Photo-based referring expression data
----

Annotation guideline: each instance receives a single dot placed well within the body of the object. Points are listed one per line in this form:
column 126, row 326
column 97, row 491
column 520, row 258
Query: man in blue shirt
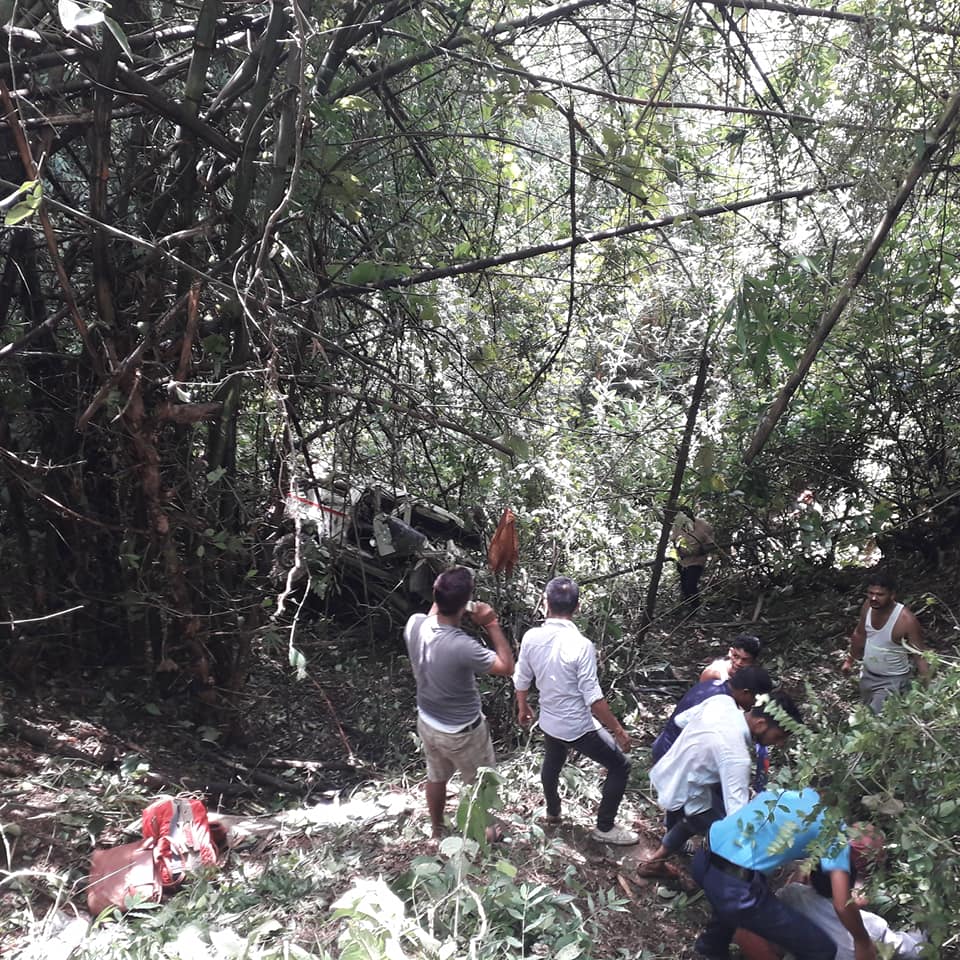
column 744, row 847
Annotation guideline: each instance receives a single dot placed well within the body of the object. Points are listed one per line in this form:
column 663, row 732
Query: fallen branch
column 945, row 127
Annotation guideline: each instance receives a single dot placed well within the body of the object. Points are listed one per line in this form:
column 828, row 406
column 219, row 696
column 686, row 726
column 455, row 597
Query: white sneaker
column 618, row 835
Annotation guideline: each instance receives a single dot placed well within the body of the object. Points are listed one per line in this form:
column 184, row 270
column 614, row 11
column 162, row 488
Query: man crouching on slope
column 446, row 661
column 563, row 664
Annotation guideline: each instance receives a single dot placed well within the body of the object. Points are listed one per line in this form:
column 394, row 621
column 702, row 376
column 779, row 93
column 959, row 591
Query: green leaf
column 73, row 15
column 18, row 213
column 535, row 99
column 119, row 36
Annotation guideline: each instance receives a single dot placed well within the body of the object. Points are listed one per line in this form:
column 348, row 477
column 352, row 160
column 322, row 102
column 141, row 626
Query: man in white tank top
column 887, row 638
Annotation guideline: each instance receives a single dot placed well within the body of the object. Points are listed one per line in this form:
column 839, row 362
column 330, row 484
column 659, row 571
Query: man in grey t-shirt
column 446, row 662
column 562, row 663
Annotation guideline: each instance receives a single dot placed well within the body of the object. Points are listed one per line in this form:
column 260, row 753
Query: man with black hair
column 446, row 661
column 887, row 638
column 749, row 844
column 573, row 711
column 713, row 749
column 744, row 651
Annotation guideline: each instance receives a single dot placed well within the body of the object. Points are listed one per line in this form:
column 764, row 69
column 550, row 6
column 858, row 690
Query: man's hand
column 482, row 614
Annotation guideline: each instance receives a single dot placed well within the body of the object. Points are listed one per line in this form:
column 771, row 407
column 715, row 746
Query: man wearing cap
column 446, row 661
column 748, row 845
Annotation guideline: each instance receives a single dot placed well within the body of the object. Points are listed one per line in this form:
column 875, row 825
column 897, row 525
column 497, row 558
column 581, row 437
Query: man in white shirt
column 563, row 664
column 713, row 755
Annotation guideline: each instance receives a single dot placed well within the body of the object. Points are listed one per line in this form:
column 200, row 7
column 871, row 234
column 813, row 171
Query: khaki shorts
column 448, row 752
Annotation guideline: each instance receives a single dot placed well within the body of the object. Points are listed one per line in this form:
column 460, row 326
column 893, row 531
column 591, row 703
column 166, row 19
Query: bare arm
column 849, row 914
column 601, row 710
column 858, row 640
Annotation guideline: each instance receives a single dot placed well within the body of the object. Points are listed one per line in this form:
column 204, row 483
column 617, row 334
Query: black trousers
column 598, row 746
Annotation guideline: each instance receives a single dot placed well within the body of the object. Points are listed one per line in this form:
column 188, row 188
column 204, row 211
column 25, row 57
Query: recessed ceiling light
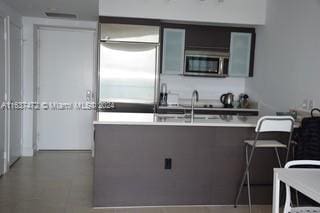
column 60, row 15
column 52, row 9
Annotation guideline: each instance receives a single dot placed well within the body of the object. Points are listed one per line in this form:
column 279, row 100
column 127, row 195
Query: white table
column 306, row 181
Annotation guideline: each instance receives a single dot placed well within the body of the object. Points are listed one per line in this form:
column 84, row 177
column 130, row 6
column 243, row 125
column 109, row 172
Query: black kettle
column 227, row 100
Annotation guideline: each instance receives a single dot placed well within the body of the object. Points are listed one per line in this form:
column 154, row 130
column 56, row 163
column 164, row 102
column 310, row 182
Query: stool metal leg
column 278, row 157
column 248, row 180
column 244, row 177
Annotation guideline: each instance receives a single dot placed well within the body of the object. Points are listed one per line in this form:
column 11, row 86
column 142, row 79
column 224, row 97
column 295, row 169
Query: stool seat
column 266, row 143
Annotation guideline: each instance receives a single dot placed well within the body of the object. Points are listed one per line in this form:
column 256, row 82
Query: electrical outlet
column 305, row 104
column 168, row 164
column 310, row 104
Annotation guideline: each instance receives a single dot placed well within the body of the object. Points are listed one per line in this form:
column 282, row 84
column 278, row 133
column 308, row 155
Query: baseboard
column 27, row 152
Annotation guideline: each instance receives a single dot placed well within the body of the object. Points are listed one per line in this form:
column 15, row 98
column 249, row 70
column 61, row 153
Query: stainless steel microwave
column 206, row 63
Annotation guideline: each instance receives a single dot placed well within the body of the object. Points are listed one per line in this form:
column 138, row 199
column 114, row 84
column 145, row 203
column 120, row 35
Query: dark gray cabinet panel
column 207, row 164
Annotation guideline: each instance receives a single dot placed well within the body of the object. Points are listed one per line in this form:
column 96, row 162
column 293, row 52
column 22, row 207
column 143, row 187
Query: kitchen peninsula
column 167, row 160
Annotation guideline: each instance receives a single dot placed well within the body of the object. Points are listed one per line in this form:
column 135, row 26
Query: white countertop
column 176, row 120
column 210, row 109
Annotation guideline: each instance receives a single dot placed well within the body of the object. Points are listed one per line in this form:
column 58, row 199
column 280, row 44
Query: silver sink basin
column 185, row 117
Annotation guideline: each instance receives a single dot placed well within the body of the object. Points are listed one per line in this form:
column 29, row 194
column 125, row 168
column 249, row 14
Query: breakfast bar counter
column 168, row 160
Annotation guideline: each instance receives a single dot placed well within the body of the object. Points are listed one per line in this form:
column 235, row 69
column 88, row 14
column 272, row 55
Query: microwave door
column 197, row 65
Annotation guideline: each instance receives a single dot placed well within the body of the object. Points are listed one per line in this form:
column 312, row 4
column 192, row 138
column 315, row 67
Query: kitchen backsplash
column 208, row 88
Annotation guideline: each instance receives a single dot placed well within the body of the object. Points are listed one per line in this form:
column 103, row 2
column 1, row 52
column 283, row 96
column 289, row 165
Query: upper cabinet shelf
column 129, row 33
column 173, row 51
column 240, row 54
column 207, row 38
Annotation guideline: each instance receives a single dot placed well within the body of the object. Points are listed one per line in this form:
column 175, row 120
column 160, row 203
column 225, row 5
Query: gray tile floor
column 62, row 182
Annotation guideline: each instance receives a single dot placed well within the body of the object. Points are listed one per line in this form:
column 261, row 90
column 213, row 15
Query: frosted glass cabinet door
column 173, row 51
column 240, row 48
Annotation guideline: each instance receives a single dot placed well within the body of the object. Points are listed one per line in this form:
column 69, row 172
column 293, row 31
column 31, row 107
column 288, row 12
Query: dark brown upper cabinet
column 207, row 38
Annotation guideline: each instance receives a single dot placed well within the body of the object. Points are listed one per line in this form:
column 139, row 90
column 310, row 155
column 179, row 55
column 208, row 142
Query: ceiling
column 84, row 9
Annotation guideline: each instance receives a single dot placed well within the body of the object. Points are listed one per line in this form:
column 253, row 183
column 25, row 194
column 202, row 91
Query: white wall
column 6, row 10
column 29, row 68
column 208, row 88
column 287, row 64
column 212, row 11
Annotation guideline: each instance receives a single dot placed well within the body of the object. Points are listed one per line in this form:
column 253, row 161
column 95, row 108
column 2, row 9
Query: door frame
column 6, row 154
column 36, row 76
column 10, row 23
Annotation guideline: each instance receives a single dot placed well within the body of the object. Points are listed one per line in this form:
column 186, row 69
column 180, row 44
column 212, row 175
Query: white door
column 2, row 95
column 66, row 73
column 15, row 93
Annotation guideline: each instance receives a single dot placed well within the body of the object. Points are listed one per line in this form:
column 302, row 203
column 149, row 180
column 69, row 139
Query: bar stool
column 266, row 124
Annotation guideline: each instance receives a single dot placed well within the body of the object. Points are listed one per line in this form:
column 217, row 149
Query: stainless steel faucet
column 194, row 98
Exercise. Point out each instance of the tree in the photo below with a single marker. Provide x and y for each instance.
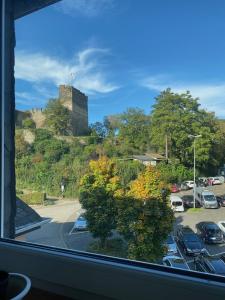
(21, 146)
(58, 117)
(96, 196)
(134, 129)
(177, 116)
(144, 217)
(28, 124)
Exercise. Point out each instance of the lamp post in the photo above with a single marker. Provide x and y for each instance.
(194, 137)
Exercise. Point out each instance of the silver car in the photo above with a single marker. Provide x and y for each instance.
(80, 223)
(171, 245)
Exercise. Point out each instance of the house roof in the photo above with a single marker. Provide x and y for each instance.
(27, 219)
(150, 157)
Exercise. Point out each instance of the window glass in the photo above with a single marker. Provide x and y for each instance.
(113, 113)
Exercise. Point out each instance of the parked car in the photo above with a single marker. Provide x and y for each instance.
(221, 200)
(189, 241)
(210, 232)
(171, 245)
(215, 180)
(184, 186)
(176, 203)
(175, 188)
(210, 264)
(206, 198)
(80, 223)
(190, 183)
(221, 225)
(175, 262)
(188, 201)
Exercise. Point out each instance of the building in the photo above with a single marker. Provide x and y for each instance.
(77, 103)
(150, 159)
(70, 97)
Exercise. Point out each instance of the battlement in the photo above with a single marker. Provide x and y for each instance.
(77, 103)
(70, 97)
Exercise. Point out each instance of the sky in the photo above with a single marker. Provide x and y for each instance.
(122, 53)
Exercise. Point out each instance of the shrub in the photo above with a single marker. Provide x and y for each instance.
(35, 198)
(29, 124)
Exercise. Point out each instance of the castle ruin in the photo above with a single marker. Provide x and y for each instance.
(70, 97)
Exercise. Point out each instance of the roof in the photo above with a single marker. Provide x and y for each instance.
(27, 219)
(150, 157)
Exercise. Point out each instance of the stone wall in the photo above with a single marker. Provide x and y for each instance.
(38, 117)
(20, 116)
(74, 100)
(77, 103)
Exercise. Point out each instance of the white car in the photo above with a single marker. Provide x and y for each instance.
(190, 184)
(80, 223)
(221, 225)
(176, 204)
(171, 245)
(175, 262)
(215, 180)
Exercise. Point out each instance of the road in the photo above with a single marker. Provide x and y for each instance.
(54, 233)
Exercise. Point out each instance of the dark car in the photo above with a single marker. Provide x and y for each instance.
(184, 186)
(189, 241)
(210, 264)
(210, 232)
(175, 262)
(188, 201)
(221, 200)
(175, 188)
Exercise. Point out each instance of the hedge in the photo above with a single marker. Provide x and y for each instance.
(35, 198)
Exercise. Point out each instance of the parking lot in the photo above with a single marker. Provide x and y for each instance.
(191, 218)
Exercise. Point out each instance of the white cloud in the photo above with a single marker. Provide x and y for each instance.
(85, 71)
(211, 96)
(88, 8)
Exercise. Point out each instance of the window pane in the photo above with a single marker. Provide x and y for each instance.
(113, 155)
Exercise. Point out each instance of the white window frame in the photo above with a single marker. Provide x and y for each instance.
(77, 274)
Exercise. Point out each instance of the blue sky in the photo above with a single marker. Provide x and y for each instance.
(122, 53)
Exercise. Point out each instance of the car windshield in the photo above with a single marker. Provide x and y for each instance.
(169, 240)
(209, 198)
(213, 231)
(218, 266)
(191, 238)
(177, 203)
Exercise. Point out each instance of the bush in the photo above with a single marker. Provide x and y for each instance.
(36, 198)
(29, 124)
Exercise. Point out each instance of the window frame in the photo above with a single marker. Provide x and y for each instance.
(133, 272)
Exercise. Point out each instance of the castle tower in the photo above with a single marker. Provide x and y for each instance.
(77, 103)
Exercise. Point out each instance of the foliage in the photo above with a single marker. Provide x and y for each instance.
(96, 196)
(58, 117)
(35, 198)
(22, 147)
(177, 116)
(144, 217)
(113, 247)
(134, 129)
(175, 172)
(28, 123)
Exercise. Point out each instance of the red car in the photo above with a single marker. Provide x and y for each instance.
(175, 188)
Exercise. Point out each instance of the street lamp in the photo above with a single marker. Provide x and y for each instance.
(194, 137)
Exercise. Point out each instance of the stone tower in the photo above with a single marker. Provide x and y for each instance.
(77, 103)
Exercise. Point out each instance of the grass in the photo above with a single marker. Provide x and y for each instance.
(195, 210)
(114, 247)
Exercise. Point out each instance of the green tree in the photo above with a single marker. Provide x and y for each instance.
(96, 196)
(133, 131)
(144, 217)
(58, 117)
(178, 116)
(28, 124)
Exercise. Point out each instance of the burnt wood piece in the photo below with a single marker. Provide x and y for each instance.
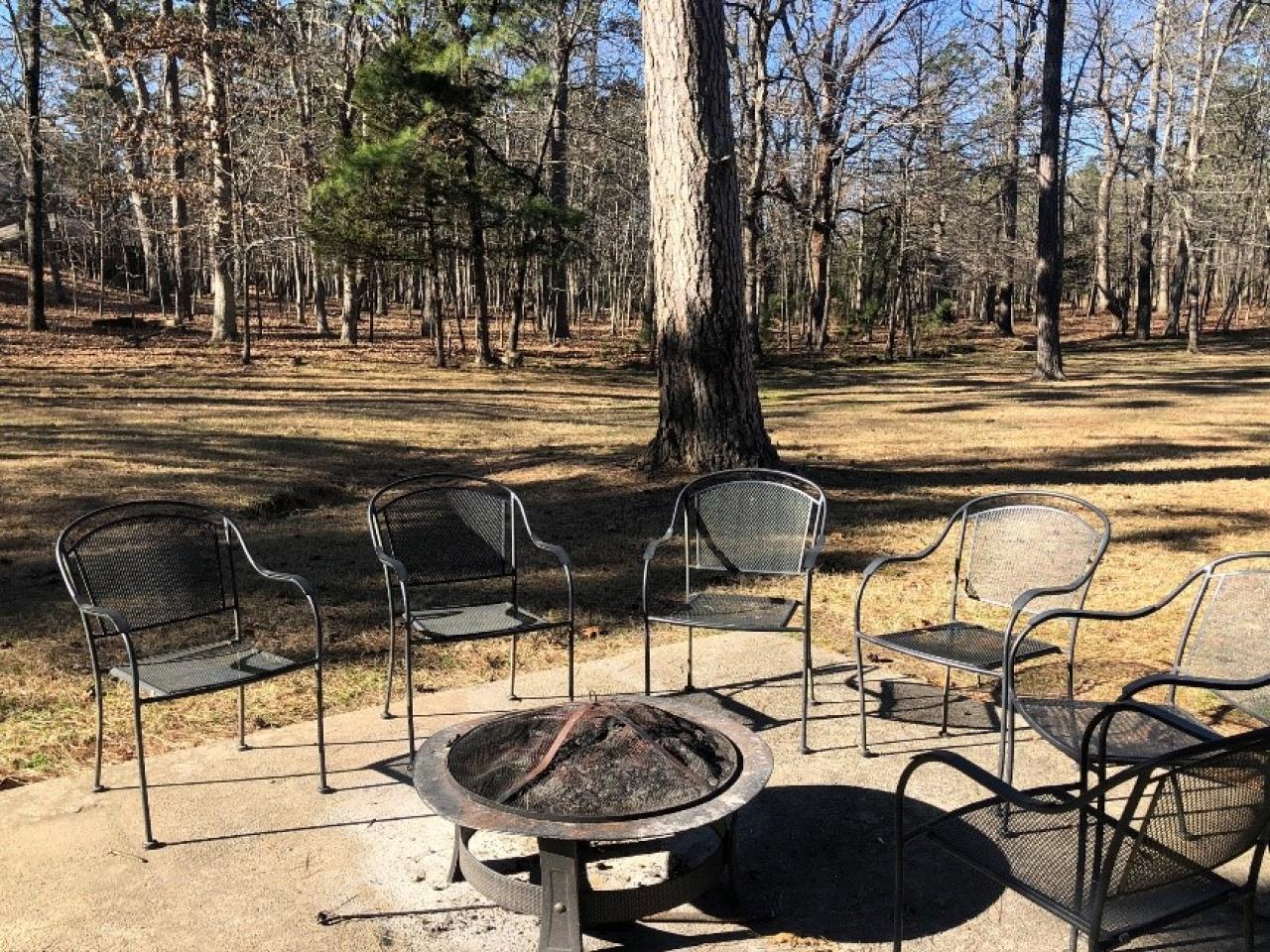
(563, 897)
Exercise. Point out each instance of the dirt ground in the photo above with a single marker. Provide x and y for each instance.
(1171, 445)
(257, 860)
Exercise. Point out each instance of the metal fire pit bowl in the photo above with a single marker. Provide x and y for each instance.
(561, 895)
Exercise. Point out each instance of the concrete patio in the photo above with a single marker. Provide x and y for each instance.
(257, 860)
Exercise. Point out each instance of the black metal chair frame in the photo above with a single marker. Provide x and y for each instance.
(1180, 724)
(683, 518)
(100, 621)
(1088, 805)
(1020, 607)
(399, 578)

----

■ Instructions for the task
From the records above, print only the lines between the one holding "Query: khaki shorts" and the one holding "column 166, row 19", inclusive, exactly as they stand.

■ Solution
Query: khaki shorts
column 448, row 752
Annotation guideline: each instance receives a single dot placed well within the body of the object. Points are listed one per line in this form:
column 460, row 326
column 893, row 531
column 591, row 703
column 166, row 19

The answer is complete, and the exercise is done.